Task description: Repeat the listing in full, preserving every character.

Dataset content:
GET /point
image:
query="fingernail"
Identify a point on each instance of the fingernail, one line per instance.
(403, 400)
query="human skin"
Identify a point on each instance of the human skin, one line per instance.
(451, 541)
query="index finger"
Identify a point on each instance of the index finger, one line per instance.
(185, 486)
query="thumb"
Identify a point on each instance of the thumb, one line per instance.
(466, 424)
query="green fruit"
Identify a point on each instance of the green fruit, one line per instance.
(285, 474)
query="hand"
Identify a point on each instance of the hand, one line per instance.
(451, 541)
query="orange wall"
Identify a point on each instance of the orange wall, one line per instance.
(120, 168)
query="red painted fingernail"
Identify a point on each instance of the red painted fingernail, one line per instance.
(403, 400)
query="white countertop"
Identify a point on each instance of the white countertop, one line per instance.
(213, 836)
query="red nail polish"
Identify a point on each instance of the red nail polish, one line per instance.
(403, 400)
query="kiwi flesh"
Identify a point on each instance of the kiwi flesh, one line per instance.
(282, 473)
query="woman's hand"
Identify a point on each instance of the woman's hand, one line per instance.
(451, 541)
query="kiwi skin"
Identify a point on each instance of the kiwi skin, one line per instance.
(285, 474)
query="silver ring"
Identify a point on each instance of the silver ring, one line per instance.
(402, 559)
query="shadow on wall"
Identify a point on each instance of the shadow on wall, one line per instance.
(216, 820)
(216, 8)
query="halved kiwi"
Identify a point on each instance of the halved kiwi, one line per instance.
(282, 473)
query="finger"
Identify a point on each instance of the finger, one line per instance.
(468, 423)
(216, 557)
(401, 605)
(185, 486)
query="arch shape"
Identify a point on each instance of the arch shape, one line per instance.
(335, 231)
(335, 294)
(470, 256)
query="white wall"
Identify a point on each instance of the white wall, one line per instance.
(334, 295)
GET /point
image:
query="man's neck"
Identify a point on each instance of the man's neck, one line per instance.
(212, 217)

Exercise result:
GET /point
image:
query="fingernail"
Identify a point on each instance of the fingernail, one line per instance.
(403, 400)
query="human skin"
Identify a point on each instance of the human skin, one line per instance.
(451, 541)
query="index finger"
Identify a point on each instance of the index finger, one line per instance.
(185, 486)
query="thumb"
Identify a point on each instance of the thumb, one line per instance.
(466, 424)
query="green fruit"
Identify a point on each instance of the green fruit, one line per instance.
(285, 474)
query="hand"
Identify a point on each instance of the hand, one line per instance.
(451, 541)
query="orange wall"
Identify a point on each instance of the orange wall, one line per instance.
(120, 168)
query="red painted fingernail"
Identify a point on each instance of the red painted fingernail, one line per instance.
(403, 400)
query="white countertop"
Identify a point on each instance of the white countertop, one line per instance.
(213, 836)
query="red nail polish"
Identify a point on each instance of the red nail polish, one line per instance.
(403, 400)
query="kiwi flesh"
Identify a point on each instance of the kiwi flesh, one line per instance.
(282, 473)
query="woman's hand"
Identify a point on each instance of the woman's hand, one line per instance.
(451, 541)
query="kiwi skin"
Identify a point on each instance of the kiwi skin, one line per instance.
(285, 474)
query="silver ring"
Identify a point on each instance of the silver ring, one line per instance.
(402, 559)
query="shadow on wall"
Identify a point on each instance of the shadow on wall, one line per instance.
(216, 820)
(216, 8)
query="halved kiwi"
Identify a point on each instance of the halved kiwi, one line per instance.
(282, 473)
query="finger"
Identify a point on each instance of the finger, one line per instance.
(468, 423)
(216, 557)
(401, 605)
(185, 486)
query="arch shape"
Identify a point on each instance of the arch shape, one line per instance.
(335, 231)
(335, 294)
(470, 256)
query="white wall"
Identify a point on each instance of the white wall, one line per instance.
(334, 295)
GET /point
image:
query="man's neck"
Identify a point on each instance of the man's neck, one line per instance.
(212, 217)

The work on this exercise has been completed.